→ **QUOTED PASSAGE**
•••

Oh this was just delightful; it was definitely fantasy, but not So Fantasy that I felt alienated or struggled to get into it and understand the world. Honestly I just found this book very deeply charming; I found Fitz very easy to root for and be invested in, and the surrounding cast are each so intriguing and interesting in turn, while also definitely serving their role in Fitz's life. His trials and tribulations for the most part were pretty well-paced, though my biggest complaint about the book is that the final action seemed to happen a little too quickly.

Otherwise, I was just deeply into Fitz and his journey from pretty much minute one, and I really look forward to reading more about him and his friends (and enemies?) If you want fantasy but like low-key fantasy, I would say this book is definitely a good one!

A really beautiful memoir, tracing Moraga's relationship with her mother and her mother's history. I think it didn't click with me entirely because of where I'm at in my life, and so some of Moraga's long mourning for her mother as her mother succumbed to Alzheimer's felt repetitive to me, but might connect better to someone who has had to go through something similar. Regardless, Moraga's explorations of her family's dynamics and what it means to lose a matriarch were really powerful, and this is a book I might return to in the future.

Really more like a 3.5 I guess--enjoyable in a way I suspect it was supposed to be, but some of the pacing felt weird to me; the last 100 pages felt kind of rushed, and in some ways that tension between having spent so much time on the first half of the book and this rushed ending made me feel kind of confused about what the point of the book was supposed to be. Is it about Vivian learning it doesn't matter if she sleeps with a bunch of dudes? It certainly doesn't feel that it's actually about
her relationship with Frank
in any real capacity.

I'm like uncomfortable with my discomfort about this book; much of it has to do with like narratives about Rich People going among poorer people, and trying to cultivate empathy for people in that capacity in a time when I'm not very interested in those kinds of narratives. I will say it's very readable for the most part, and it's not an especially bad book, but it's not one I fell in love with, and the weird pacing made me confused about what (if anything) I was supposed to take away from it. Books don't have to have takeaways, and I thought this was going to be a book without them, and was totally comfortable with that, so then I guess it felt sort of shoehorned in at the end. But it was fast, it wasn't hard to read beyond grappling with my own discomfort, and it wasn't a bad book! Just not one I loved.

•••

Referring-expression pointing data:
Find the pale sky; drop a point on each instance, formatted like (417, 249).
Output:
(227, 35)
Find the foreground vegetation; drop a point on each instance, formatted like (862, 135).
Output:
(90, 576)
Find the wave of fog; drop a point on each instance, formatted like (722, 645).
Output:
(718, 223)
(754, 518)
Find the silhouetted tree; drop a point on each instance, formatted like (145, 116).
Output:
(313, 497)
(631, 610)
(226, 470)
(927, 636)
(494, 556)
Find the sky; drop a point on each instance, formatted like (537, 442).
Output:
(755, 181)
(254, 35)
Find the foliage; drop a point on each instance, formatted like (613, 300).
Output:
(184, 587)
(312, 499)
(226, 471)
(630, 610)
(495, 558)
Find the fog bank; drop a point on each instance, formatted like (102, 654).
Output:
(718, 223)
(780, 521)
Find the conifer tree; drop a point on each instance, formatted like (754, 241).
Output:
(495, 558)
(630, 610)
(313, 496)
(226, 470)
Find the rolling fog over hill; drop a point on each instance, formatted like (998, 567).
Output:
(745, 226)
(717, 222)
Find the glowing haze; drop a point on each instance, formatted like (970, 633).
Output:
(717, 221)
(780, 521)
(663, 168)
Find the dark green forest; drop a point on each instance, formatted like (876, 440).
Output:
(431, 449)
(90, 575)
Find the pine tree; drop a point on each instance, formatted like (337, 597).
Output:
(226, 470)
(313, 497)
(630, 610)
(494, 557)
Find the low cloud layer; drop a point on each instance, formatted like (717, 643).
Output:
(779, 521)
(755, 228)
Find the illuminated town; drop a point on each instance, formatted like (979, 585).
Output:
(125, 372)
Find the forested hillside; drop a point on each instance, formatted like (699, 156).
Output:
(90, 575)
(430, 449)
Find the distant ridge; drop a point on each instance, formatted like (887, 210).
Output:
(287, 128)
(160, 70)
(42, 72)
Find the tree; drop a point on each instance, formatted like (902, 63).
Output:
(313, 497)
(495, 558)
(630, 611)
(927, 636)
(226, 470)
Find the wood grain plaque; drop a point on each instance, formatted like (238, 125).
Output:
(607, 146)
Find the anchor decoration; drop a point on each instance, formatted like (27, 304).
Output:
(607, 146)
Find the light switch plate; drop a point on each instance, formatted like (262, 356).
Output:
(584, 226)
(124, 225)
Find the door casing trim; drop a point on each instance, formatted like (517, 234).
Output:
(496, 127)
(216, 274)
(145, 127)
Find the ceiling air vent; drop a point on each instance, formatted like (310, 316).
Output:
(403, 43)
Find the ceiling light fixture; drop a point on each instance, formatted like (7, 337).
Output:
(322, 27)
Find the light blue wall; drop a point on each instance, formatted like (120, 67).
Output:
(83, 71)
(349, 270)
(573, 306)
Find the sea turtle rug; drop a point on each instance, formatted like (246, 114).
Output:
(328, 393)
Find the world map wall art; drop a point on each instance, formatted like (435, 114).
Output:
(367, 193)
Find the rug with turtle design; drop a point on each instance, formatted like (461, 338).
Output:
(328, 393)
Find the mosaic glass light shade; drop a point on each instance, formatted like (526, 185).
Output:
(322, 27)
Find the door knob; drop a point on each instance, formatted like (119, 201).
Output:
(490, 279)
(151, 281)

•••

Please copy the book reviews word for word, starting at "Oh this was" and continuing up to and including "a good one!".

→ **WRITTEN SOLUTION**
Oh this was just delightful; it was definitely fantasy, but not So Fantasy that I felt alienated or struggled to get into it and understand the world. Honestly I just found this book very deeply charming; I found Fitz very easy to root for and be invested in, and the surrounding cast are each so intriguing and interesting in turn, while also definitely serving their role in Fitz's life. His trials and tribulations for the most part were pretty well-paced, though my biggest complaint about the book is that the final action seemed to happen a little too quickly.

Otherwise, I was just deeply into Fitz and his journey from pretty much minute one, and I really look forward to reading more about him and his friends (and enemies?) If you want fantasy but like low-key fantasy, I would say this book is definitely a good one!